* start *

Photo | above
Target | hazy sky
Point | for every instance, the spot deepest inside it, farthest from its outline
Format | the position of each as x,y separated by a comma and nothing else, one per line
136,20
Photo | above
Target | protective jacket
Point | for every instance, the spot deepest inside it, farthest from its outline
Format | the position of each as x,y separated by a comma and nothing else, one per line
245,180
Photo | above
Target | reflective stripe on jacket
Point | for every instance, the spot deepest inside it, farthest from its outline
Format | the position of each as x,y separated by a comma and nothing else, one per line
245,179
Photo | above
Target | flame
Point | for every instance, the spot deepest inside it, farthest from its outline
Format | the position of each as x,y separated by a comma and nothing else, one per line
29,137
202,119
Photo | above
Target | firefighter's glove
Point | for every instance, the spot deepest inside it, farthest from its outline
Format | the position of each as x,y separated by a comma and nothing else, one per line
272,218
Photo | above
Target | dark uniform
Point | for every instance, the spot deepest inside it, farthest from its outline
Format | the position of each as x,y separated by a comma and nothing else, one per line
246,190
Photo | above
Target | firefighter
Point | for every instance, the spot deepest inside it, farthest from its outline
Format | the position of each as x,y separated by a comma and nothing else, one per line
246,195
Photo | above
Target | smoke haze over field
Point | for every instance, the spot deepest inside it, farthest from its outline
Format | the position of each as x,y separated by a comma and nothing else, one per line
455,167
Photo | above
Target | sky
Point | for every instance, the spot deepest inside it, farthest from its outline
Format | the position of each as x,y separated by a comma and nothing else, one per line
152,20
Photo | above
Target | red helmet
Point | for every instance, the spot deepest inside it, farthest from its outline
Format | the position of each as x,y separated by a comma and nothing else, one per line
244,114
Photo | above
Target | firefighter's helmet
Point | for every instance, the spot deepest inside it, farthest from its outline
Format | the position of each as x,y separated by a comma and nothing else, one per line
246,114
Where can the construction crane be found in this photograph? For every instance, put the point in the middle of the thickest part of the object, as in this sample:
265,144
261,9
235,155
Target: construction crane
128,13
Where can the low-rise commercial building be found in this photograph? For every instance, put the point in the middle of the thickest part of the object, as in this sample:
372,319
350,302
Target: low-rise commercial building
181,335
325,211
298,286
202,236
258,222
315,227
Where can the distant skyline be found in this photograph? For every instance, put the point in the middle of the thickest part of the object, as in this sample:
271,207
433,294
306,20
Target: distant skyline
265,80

* end *

→ Aim
Send back every record, precisely as written.

→ Exercise result
Photo | above
Target | hazy sky
Point | for every instance, the spot deepest inside it, farthest from its outline
Format | the position of each as x,y separated by a comma and nothing else, one per line
136,20
Photo | above
Target | protective jacket
Point | for every instance, the spot deepest inside it, farthest from its outline
Format | the position of each as x,y separated by a comma and nothing else, one per line
245,180
Photo | above
Target | reflective stripe on jacket
Point | for every instance, the spot deepest inside it, farthest from its outline
Format | the position of each as x,y separated by a comma and nothing else, one per line
245,179
Photo | above
Target | flame
Point | for every instance, the spot deepest inside it, farthest from its outline
Format | the position of each as x,y separated by a comma and nothing else, one per line
29,137
202,119
Photo | above
Target | firefighter's glove
Point | for every instance, the spot deepest inside it, farthest from its outline
Format | the position of each as x,y separated by a comma and nothing else, one per line
272,218
Photo | above
Target | dark uniform
Point | for every instance, the spot deepest inside it, farthest from its outline
Format | the position of each as x,y separated by a comma and nothing else, one per line
246,190
Photo | above
Target | firefighter
Point | for every instance, the spot deepest inside it, farthest from its outline
Format | the position of each as x,y separated by a comma and nothing else, one per line
246,195
Photo | above
Target | smoke haze over field
Point | for every instance, the spot deepest inside it, farthest from its outline
Format | the position of each as x,y separated by a comma and nothing else, one per line
455,167
Photo | above
Target | sky
Point | for every instance, the spot deepest inside it, farthest from its outline
Format | the position of each as x,y separated by a comma and nothing else, one per line
152,20
Photo | above
Target | red helmet
Point | for every instance, the spot deepest inside it, farthest from its outline
Format | the position of each as x,y separated by a comma and nothing else, one per line
244,114
Photo | above
Target | firefighter's helmet
Point | for every instance, the spot deepest inside it, farthest from its outline
Format | the position of each as x,y separated by a comma and nothing else, one per line
246,114
Where can the construction crane be found in this photograph? For every instance, put the point in the middle of the thickest part of the object, as in this sample:
265,144
261,9
235,155
Target: construction crane
128,13
Where can the low-rise commercial building be found in this photograph? For every instance, put the point in the middle of the thickest part of the object, as in this sample:
372,319
350,302
Target: low-rise commercial building
181,335
325,211
298,286
202,236
258,222
315,227
Where can the distant skyline be found in this photograph? For every instance, put the point in the middle of the thickest part of the object, as in this sample:
271,207
433,294
306,20
Target: distant skyline
265,80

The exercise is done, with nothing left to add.